Task requirements:
[A] According to the passage on broadcasting regulation, what should the rules governing regulatory authorities protect them against?
[B] Please copy, word for word, the part of the passage on broadcasting regulation that opens with the words containing "6. The quantity" and closes with "do so by law.".

Text segment:
.....

6. The quantity and detail of the regulations vary considerably between member states. However, there does not seem to be a clear link between the amount of detail in a country’s legislation on broadcasting regulation and the regulatory authority’s independence. In fact, some of the regulatory authorities that are governed by a very limited set of rules are considered in practice to operate relatively independently. Some importance has been attributed to a ‘culture of independence’ where law makers, government and other players, under the scrutiny of society at large, respect the regulatory authorities’ independence without being explicitly required to do so by law.

II. APPOINTMENT, COMPOSITION AND FUNCTIONING

7. According to the recommendation (cf. the Appendix thereto, Section II, paragraph 3), the rules governing regulatory authorities in the broadcasting sector should secure their independence and protect them against any interference, in particular by political and economic interests.

.....

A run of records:

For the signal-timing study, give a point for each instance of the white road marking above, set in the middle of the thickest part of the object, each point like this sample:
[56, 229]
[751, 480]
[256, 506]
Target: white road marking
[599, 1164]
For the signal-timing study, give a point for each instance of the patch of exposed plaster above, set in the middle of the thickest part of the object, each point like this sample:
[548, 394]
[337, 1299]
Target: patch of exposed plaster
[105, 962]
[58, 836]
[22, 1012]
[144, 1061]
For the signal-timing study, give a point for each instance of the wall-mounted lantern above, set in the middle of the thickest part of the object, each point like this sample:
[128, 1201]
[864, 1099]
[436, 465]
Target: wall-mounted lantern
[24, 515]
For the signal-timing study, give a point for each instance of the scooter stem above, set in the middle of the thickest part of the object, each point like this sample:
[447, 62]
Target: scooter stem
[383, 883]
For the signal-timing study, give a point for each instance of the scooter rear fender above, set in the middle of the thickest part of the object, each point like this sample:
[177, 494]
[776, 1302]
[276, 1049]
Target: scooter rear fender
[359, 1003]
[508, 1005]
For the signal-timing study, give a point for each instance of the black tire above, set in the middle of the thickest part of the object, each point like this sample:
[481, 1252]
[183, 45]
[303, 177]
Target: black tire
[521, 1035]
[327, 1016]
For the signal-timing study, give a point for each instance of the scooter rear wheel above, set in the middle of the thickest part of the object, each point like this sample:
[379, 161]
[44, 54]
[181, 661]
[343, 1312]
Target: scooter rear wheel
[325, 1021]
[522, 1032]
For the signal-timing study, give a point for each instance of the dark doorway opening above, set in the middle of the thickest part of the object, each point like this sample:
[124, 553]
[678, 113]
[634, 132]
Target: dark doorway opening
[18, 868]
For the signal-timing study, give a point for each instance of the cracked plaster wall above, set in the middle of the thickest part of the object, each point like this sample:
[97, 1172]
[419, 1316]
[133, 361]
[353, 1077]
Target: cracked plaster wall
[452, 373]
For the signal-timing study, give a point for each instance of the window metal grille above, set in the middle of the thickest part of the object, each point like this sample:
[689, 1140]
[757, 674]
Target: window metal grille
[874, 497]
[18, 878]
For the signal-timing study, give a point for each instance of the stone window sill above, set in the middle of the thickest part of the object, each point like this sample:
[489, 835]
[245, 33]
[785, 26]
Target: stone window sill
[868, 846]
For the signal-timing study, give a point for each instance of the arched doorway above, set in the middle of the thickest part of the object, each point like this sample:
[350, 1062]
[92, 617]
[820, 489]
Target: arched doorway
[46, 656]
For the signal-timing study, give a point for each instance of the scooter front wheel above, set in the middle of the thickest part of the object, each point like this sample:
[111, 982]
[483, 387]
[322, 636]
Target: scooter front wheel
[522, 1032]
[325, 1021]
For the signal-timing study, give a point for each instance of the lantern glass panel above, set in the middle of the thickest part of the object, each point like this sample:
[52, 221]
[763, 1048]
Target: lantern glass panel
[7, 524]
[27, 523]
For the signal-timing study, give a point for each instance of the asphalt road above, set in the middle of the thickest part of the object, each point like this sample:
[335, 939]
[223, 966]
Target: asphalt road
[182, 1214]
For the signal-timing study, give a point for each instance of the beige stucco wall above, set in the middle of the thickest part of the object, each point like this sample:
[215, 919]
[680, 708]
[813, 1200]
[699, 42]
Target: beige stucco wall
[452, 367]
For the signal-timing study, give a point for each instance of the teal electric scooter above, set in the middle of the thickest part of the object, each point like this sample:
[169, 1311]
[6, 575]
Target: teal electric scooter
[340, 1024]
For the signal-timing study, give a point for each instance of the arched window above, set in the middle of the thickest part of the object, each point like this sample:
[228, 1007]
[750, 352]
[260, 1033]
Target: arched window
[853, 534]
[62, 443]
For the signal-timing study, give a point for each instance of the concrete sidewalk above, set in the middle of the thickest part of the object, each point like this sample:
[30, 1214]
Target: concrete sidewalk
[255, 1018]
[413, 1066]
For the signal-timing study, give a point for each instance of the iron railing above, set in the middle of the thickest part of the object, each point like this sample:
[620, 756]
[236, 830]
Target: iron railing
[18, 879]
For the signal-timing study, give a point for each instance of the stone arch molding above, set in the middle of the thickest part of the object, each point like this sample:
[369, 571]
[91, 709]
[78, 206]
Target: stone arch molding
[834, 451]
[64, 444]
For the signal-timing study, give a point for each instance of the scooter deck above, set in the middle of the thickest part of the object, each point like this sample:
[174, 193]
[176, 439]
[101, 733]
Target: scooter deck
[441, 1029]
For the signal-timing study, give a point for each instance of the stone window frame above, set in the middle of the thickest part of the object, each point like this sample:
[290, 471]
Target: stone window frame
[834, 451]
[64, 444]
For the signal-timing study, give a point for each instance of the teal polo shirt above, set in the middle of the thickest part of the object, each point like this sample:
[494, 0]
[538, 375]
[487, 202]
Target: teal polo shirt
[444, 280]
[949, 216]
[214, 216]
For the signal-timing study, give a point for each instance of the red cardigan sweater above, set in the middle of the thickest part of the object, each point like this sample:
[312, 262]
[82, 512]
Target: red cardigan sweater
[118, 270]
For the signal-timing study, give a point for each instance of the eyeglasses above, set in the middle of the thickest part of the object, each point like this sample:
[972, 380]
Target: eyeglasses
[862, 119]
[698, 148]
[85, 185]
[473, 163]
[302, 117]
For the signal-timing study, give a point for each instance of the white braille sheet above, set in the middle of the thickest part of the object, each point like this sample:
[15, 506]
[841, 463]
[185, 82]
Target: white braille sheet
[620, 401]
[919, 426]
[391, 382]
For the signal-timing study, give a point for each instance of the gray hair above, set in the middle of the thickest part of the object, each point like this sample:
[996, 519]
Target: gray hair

.....

Complete answers:
[A] Any interference, in particular by political and economic interests.

[B]
6. The quantity and detail of the regulations vary considerably between member states. However, there does not seem to be a clear link between the amount of detail in a country’s legislation on broadcasting regulation and the regulatory authority’s independence. In fact, some of the regulatory authorities that are governed by a very limited set of rules are considered in practice to operate relatively independently. Some importance has been attributed to a ‘culture of independence’ where law makers, government and other players, under the scrutiny of society at large, respect the regulatory authorities’ independence without being explicitly required to do so by law.